==== EXCERPTED PASSAGE ====

Bug 197979

Summary: QLogic InfiniPath problem with >= 4GB memory, and mmap64 of dma_alloc_coherent() memory
Product: Red Hat Enterprise Linux 4 Reporter: Dave Olson <dave.olson>
Component: kernelAssignee: Doug Ledford <dledford>
Status: CLOSED NOTABUG QA Contact: Brian Brock <bbrock>
Severity: high Docs Contact:
Priority: medium    
Version: 4.0CC: bugproxy, bwthomas, coughlan, gozen, jbaron, jburke, konradr, lcm, rjwalsh
Target Milestone: ---   
Target Release: ---   
Hardware: x86_64   
OS: Linux   
Whiteboard:
Fixed In Version: Doc Type: Bug Fix
Doc Text:
Story Points: ---
Clone Of: Environment:
Last Closed: 2006-07-17 18:10:39 UTC Type: ---
Regression: --- Mount Type: ---
Documentation: --- CRM:
Verified Versions: Category: ---
oVirt Team: --- RHEL 7.3 requirements from Atomic Host:
Cloudforms Team: --- Target Upstream Version:
Embargoed:

Description Dave Olson 2006-07-07 19:56:10 UTC
Description of problem:

The InfiniPath 1.3 Infiniband driver allocates a single page of memory with
dma_alloc_coherent().   This memory is used for two purposes.   The first
portion is used as a DMA target by the InfiniPath chip.  The second portion
(offset 128 bytes) is used to share status information between the driver
and InfiniPath user-mode programs.

The driver is available from the www.pathscale.com website after registratrion,
and substantially the same driver is part of the OpenFabrics(OpenIB) 1.0
distribution, and is also now in the 2.6.18 kernel.org kernel.  The driver
source is in drivers/infiniband/hw/ipath/*

The memory is mapped by user programs using mmap64 (mmap64 is used because
the addresses can be more than 32 bits, and mmap(), even with
-D_LARGEFILE64_SOURCE truncates the address on some glibc and kernel versions).
The problem is seen by both 32 and 64 bit programs.

On RHEL4, both update2 and update3 (2.6.9-22 and 2.6.9-34 kernels), data written
into this memory by both the hardware, and by the device driver, is
not seen by the user program, even though all addresses appear to be correct,
and no errors are reported at any point.  The problem only occurs if the
system has 4GB or more physical memory installed.   

This problem is seen on multiple opteron motherboards, multiple BIOS versions,
and also on Intel Woodcrest systems.

The problem is not seen with Fedora Core 4 2.6.14, 2.6.15, or 2.6.16
distributions and kernels, it is not seen with SLES10 2.6.16 kernels,
and it is not seen with kernel.org 2.6.16 or 2.6.17 kernels running on
a RHEL4 UP2 or UP3 base installation.

==== DATA SHOWN ====

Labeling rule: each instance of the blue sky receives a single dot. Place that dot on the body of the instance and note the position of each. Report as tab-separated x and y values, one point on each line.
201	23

====

Please copy, word for word, everything in the bug report from "On RHEL4, both" down to "physical memory installed.".

On RHEL4, both update2 and update3 (2.6.9-22 and 2.6.9-34 kernels), data written
into this memory by both the hardware, and by the device driver, is
not seen by the user program, even though all addresses appear to be correct,
and no errors are reported at any point.  The problem only occurs if the
system has 4GB or more physical memory installed.